## Request
Can you format every line of the entries below as a numbered list, skipping any blank lines and leaving the pictures out?
start
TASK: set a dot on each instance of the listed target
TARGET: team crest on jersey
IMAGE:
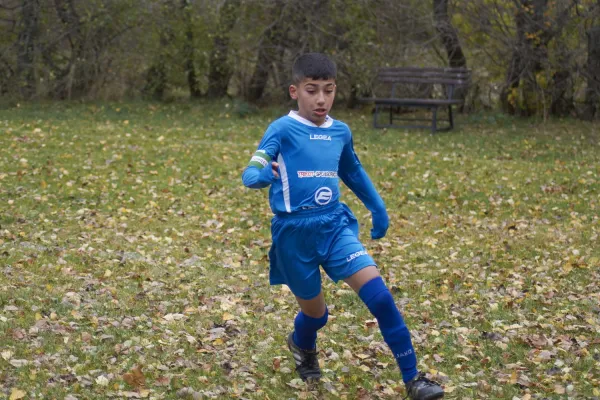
(320, 137)
(323, 196)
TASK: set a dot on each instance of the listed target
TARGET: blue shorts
(326, 236)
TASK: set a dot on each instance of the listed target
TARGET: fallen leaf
(17, 394)
(135, 377)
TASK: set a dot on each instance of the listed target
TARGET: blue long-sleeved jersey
(311, 161)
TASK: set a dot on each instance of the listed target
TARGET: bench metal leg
(375, 116)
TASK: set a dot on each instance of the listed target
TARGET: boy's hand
(381, 222)
(275, 168)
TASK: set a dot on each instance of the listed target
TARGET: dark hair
(314, 66)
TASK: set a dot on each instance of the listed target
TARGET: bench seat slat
(397, 79)
(393, 101)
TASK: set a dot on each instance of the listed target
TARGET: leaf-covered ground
(133, 261)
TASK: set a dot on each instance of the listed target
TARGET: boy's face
(315, 98)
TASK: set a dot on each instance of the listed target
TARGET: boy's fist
(381, 222)
(275, 168)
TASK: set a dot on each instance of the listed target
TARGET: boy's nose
(320, 99)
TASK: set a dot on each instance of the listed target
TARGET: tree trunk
(27, 47)
(562, 98)
(220, 71)
(528, 58)
(65, 77)
(443, 25)
(156, 79)
(592, 95)
(269, 51)
(188, 50)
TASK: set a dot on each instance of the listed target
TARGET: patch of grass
(127, 238)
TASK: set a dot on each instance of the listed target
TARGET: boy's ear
(293, 92)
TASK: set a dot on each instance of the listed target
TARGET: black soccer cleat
end
## Task answer
1. TASK: set a dot on each instance of the listed target
2. TARGET: team crest on jersey
3. IMAGE:
4. (320, 137)
5. (323, 196)
6. TASK: set a dot on each instance of the listed target
7. TARGET: blue shorts
8. (326, 236)
9. TASK: set a dot on each instance of the listed target
10. TARGET: fallen leaf
11. (17, 394)
12. (135, 377)
13. TASK: set a dot on each instance of the listed target
14. TARGET: blue long-sleeved jersey
15. (311, 161)
16. TASK: set a dot on each instance of the listed target
17. TARGET: bench metal leg
18. (375, 116)
19. TASK: set a dot on each instance of the listed target
20. TARGET: boy's hand
21. (381, 222)
22. (275, 168)
23. TASK: set a dot on each instance of the listed target
24. TARGET: dark hair
25. (314, 66)
26. TASK: set a dot on each instance of the listed target
27. TARGET: bench seat slat
28. (397, 79)
29. (393, 101)
30. TASK: set a dot on each instance of the listed target
31. TARGET: leaf-covered ground
32. (133, 261)
33. TASK: set a dot on each instance of the listed target
34. TARGET: boy's face
35. (315, 98)
36. TASK: set a dot on each instance of the listed target
37. TARGET: boy's fist
38. (381, 222)
39. (275, 168)
40. TASK: set a dot on each instance of the listed target
41. TARGET: boy's nose
42. (320, 99)
43. TASK: set a dot on each instance of the listed target
44. TARGET: tree trunk
45. (27, 47)
46. (562, 98)
47. (220, 71)
48. (528, 58)
49. (65, 77)
50. (443, 25)
51. (156, 79)
52. (592, 95)
53. (269, 51)
54. (188, 50)
55. TASK: set a dot on each instance of the listed target
56. TARGET: patch of grass
57. (127, 238)
58. TASK: set a dot on each instance of the listed target
59. TARGET: boy's ear
60. (293, 92)
61. TASK: set a dot on each instance of the listed target
62. TARGET: black soccer cleat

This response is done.